##### Records to use
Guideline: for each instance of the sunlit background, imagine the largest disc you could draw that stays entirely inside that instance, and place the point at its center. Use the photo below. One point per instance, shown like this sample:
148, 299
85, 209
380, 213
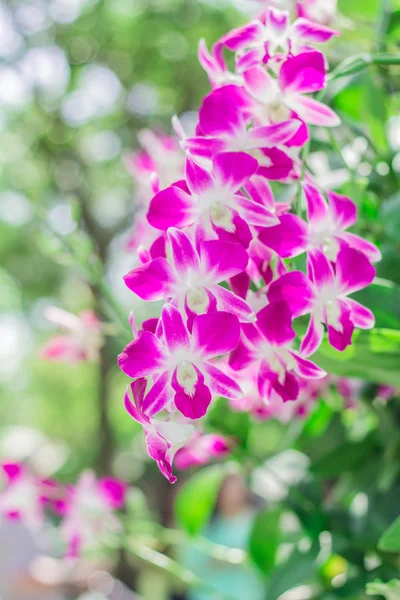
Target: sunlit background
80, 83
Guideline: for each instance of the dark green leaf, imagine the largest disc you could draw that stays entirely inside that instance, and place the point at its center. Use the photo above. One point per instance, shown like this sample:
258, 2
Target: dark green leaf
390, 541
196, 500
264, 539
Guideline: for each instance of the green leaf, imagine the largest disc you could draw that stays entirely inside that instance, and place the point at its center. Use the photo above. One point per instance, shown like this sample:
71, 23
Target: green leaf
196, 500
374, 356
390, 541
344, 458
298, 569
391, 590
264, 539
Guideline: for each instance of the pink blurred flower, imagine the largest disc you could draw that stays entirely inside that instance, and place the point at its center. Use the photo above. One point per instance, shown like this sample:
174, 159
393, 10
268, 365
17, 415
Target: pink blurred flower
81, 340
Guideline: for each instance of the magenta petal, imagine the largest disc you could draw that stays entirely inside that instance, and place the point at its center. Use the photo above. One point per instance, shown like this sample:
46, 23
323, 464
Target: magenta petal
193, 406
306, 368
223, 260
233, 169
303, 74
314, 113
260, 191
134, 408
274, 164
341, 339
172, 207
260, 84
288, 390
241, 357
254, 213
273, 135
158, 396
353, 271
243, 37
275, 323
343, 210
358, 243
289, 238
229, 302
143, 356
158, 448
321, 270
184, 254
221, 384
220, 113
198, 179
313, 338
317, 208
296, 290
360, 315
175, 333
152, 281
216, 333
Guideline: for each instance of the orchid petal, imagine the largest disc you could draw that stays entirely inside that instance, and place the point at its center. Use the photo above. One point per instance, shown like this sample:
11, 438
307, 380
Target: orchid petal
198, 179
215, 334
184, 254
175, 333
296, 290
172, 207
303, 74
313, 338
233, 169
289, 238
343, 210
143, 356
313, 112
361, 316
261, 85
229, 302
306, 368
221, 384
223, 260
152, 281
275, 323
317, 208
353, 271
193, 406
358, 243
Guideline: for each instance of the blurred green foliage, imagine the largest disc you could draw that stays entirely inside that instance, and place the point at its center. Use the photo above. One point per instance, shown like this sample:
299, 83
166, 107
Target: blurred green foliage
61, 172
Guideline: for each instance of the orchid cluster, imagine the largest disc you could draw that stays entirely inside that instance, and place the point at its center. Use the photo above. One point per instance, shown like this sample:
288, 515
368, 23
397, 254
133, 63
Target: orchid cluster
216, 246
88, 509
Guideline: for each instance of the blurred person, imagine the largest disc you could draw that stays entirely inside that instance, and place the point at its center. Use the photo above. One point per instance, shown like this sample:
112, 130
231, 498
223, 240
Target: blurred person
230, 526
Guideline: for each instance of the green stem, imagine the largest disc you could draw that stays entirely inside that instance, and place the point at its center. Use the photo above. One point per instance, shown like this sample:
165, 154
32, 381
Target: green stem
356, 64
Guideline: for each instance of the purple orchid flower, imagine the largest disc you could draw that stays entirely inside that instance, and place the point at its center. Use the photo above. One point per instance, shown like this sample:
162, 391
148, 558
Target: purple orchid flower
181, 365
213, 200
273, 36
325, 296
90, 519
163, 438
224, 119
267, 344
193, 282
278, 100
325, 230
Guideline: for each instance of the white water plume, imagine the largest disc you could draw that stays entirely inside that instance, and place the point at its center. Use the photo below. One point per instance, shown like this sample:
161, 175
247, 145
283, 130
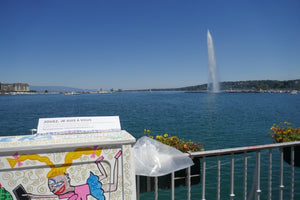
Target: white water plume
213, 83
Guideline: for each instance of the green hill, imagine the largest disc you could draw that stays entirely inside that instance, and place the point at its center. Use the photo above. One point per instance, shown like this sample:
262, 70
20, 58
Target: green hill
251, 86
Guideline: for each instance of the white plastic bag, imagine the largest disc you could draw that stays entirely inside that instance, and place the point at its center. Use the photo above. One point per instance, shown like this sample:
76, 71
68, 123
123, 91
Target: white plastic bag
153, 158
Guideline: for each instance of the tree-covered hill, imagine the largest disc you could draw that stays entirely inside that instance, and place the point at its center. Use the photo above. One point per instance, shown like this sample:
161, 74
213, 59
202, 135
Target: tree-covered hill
##########
• _Task to complete_
Output verbatim the items from the line containing "Guideline: for each instance of the white water" through the end of the items, inclusive. Omit the pictures from your output.

• _Exercise output_
Guideline: for each instance of the white water plume, imagine the largest disc you could draw that stays entirely inside that instance, and place the point at its center. Use the photo below. One point per instance, shown like this sample:
161, 175
247, 145
283, 130
Target: white water plume
213, 83
Guideline: for each instance of the green hill, imagine the largest disc you could draw that stays entirely inside that instance, and place the point at its center. Use the photo above. One point per instance, shown like this sample:
262, 70
20, 58
Target: green hill
251, 86
Guideline: for each instance of the white plastic bag, imagine the largest disc you could draw that stays entirely inside that instance, and place the point at its center. Use the photo above. One point per instance, shown like this sample:
76, 71
68, 123
123, 91
Target: white plastic bag
153, 158
Guideline: for each instance of the tree-covered hill, imagine the largest disc you could draw that stays entirely inside that instance, and place the point at its center. Use the photo above. One point per instance, shown like this sample:
161, 74
213, 59
202, 135
Target: tree-covered hill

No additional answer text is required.